- _Records from a collection_
•••••

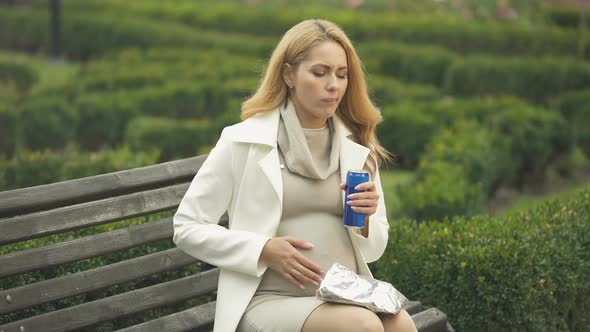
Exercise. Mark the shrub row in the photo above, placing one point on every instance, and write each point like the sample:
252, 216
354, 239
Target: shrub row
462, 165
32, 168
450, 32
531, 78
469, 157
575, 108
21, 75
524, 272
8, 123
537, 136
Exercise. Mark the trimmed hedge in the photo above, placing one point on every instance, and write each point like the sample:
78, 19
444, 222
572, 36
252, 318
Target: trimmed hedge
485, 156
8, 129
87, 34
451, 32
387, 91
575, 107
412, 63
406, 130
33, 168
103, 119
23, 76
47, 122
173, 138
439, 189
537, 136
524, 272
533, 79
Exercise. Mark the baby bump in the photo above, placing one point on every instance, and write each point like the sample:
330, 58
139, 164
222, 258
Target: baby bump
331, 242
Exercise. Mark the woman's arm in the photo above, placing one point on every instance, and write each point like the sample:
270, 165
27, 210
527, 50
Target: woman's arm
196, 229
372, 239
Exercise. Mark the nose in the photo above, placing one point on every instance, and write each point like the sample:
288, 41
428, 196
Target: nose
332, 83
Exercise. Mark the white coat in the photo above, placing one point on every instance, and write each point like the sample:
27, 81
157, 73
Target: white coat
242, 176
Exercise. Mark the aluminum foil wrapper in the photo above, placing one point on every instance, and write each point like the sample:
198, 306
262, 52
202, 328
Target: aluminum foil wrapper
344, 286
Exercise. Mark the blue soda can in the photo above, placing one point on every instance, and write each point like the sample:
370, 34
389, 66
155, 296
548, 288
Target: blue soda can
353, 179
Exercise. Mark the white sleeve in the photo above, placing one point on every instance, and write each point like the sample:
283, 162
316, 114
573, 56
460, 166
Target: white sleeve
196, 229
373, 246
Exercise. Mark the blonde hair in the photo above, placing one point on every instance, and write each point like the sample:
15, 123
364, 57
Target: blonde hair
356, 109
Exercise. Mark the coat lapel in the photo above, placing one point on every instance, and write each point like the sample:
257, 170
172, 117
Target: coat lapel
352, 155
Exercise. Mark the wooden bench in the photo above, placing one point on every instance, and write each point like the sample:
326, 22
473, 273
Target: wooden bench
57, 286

•••••

- _Required task_
Take the listing and print it again exactly, but without any pictures.

- _Result for this task_
Exercise. Mark the shrub row in the photo above, placing one point on every instance, and write each point like the sample:
252, 216
354, 239
Target: shrub row
462, 165
32, 168
450, 32
531, 78
469, 157
575, 108
21, 75
524, 272
8, 123
537, 136
Exercise. Mark the trimmed hedge in the photo above, placing one point on every instance, and write each point like the sample:
78, 19
444, 222
572, 36
252, 318
Target: trimmed hedge
485, 156
8, 129
87, 34
451, 32
387, 91
575, 107
412, 63
406, 130
33, 168
103, 119
23, 76
47, 122
173, 138
439, 189
537, 136
524, 272
533, 79
Exercise. Mark the baby bump in the photo above, placing one point on every instance, and write each point like the sample:
330, 58
139, 164
222, 258
Target: baby bump
331, 242
Exercise. Mark the woman's arm in the photo above, placing one point on every instance, and write each point like the sample:
270, 165
27, 210
527, 50
Target: woman's arm
196, 229
372, 239
Exercise. Mark the nose in the photo above, placing one point on every instance, and write each point like the sample:
288, 41
428, 196
Target: nose
332, 83
Exercise. Mark the white coat in the photo above, placing one point on every instance, and write each point like the sample:
27, 81
157, 73
Target: white coat
242, 176
Exercise. Mark the aluminum foil wrapper in the photo above, placing one point on every instance, and write each point like the sample:
198, 306
262, 52
202, 328
Target: aluminum foil wrapper
344, 286
Exercise. Mark the blue soda can in the photo above, placing one point on every instance, and write each point like the sample:
370, 34
389, 66
155, 296
548, 288
Target: blue soda can
353, 179
Exercise. Mark the white sleeve in the photo above, placing one point on every instance, and write each point like the sample:
283, 162
316, 114
573, 56
460, 166
Target: white sleeve
196, 229
373, 246
Exercise. Mark the blonde hair in the photo above, placing one point on every instance, and write each point like the sample:
15, 123
364, 57
Target: blonde hair
356, 109
Exercise. Mark the coat lapel in the photo above, placing one point on every instance, and write each point like the sample:
257, 170
172, 117
Target: coat lapel
352, 155
Exercise. Mark the wooden bench in the photo above, placing one point on every instance, and write each point like the sample:
326, 22
473, 273
Target: wooden bench
57, 286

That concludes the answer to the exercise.